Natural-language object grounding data
──────────────────────────────

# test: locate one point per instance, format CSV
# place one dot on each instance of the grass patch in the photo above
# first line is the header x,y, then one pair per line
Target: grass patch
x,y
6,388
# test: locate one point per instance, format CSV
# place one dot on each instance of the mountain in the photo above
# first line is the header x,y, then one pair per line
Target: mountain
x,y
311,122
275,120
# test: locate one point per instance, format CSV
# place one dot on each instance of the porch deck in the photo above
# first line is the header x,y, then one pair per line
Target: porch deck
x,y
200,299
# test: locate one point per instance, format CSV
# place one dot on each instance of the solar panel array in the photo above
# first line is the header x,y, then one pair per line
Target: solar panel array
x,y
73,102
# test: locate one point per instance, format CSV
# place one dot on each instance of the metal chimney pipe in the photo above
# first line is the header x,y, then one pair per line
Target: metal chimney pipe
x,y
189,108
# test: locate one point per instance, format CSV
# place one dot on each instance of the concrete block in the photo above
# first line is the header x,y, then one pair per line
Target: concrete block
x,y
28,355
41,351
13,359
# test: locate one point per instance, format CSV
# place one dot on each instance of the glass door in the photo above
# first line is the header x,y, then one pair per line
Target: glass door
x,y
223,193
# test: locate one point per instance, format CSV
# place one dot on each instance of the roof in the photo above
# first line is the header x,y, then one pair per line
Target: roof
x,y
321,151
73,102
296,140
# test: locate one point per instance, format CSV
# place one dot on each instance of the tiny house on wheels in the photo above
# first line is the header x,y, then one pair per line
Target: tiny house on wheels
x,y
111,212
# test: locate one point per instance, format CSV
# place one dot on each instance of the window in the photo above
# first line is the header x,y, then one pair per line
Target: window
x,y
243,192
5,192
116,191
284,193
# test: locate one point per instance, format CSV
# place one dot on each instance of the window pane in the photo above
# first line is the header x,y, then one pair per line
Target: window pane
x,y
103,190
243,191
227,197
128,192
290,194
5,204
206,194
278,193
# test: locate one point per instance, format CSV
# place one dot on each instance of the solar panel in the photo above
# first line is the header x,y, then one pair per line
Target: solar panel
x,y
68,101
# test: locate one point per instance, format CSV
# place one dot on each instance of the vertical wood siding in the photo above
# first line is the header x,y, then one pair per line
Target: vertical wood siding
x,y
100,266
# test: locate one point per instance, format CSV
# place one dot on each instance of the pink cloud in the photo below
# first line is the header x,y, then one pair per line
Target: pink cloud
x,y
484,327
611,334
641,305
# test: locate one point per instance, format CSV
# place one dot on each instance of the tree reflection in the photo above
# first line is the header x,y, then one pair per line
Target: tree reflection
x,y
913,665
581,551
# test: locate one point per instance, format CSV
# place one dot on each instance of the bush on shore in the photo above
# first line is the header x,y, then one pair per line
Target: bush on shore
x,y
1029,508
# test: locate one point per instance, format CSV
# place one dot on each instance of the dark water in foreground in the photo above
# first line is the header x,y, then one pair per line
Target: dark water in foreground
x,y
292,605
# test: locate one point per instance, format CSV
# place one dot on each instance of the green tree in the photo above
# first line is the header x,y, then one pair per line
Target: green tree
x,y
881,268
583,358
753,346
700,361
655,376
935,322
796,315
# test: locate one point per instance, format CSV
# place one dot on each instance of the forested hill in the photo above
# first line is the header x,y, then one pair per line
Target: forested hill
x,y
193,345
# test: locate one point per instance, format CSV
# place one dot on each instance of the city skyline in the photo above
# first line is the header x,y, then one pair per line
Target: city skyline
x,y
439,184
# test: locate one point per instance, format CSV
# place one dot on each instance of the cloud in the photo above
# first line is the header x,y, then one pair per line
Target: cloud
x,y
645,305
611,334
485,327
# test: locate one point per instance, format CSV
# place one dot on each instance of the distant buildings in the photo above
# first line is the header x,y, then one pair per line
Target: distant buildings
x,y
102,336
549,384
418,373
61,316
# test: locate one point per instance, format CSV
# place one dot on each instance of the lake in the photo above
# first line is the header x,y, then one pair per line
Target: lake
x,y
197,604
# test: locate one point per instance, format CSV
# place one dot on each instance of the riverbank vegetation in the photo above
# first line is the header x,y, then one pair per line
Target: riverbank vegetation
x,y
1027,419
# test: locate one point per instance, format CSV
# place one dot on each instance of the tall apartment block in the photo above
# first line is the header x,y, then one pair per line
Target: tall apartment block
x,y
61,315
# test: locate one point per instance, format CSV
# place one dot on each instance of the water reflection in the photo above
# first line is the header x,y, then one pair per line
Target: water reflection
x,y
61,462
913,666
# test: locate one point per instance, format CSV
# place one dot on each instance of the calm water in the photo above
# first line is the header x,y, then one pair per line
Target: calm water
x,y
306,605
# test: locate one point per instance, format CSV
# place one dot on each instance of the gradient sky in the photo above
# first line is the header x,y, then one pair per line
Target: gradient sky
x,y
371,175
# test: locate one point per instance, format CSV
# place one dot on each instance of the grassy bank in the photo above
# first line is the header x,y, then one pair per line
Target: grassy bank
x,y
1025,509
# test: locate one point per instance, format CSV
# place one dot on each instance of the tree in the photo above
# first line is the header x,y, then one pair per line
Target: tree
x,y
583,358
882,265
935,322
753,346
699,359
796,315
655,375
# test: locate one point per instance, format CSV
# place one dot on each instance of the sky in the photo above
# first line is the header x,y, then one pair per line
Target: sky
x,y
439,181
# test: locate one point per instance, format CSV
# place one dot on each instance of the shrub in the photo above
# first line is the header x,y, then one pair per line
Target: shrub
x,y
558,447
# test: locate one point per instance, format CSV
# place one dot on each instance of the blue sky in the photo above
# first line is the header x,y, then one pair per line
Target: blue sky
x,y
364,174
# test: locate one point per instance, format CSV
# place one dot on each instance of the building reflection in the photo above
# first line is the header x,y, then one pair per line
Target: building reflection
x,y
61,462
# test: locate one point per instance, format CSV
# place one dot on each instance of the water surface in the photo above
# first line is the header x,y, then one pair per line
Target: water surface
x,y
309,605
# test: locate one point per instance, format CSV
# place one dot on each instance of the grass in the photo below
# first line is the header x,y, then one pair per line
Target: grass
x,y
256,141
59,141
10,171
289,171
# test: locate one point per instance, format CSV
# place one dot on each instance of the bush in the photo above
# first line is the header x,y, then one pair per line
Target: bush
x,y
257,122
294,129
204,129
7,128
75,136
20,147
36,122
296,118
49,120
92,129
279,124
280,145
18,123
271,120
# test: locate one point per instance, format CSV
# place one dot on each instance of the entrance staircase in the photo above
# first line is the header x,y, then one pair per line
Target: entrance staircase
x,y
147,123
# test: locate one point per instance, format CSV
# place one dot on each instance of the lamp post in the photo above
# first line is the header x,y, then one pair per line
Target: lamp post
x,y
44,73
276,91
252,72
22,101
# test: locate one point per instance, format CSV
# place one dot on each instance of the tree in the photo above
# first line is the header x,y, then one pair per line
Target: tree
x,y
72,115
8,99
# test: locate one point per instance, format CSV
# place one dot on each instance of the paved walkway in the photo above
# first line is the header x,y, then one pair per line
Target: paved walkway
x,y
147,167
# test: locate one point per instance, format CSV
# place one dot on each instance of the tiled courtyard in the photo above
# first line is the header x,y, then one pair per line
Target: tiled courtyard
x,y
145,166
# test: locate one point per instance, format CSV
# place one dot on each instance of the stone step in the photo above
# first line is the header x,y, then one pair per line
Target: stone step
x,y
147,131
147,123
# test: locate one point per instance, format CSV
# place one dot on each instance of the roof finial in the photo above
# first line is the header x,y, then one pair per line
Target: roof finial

──────────────────────────────

TASK REQUIREMENTS: If a line in the entries above contains the word "finial", copy it.

YOUR RESPONSE:
# place one dot on each instance of the roof finial in the photo above
Target: roof finial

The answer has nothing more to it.